Your objective: Since the entries below must stay intact, return each one exactly.

-- Opening Marker --

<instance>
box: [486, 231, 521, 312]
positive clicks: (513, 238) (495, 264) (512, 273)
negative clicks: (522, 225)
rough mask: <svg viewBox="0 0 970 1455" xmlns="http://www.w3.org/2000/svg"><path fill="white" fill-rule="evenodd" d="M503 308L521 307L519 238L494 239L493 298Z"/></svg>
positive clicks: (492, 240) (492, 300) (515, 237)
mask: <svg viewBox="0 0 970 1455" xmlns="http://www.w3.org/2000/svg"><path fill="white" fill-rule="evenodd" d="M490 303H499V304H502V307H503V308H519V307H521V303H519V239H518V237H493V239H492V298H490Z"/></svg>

-- Closing Marker --

Exercise result:
<instance>
box: [486, 231, 521, 312]
positive clicks: (513, 238) (495, 264) (512, 273)
negative clicks: (522, 225)
rough mask: <svg viewBox="0 0 970 1455" xmlns="http://www.w3.org/2000/svg"><path fill="white" fill-rule="evenodd" d="M503 308L521 307L519 238L494 239L493 298Z"/></svg>
positive clicks: (492, 240) (492, 300) (515, 237)
mask: <svg viewBox="0 0 970 1455" xmlns="http://www.w3.org/2000/svg"><path fill="white" fill-rule="evenodd" d="M490 303H499V304H502V307H503V308H519V307H521V303H519V239H518V237H493V239H492V298H490Z"/></svg>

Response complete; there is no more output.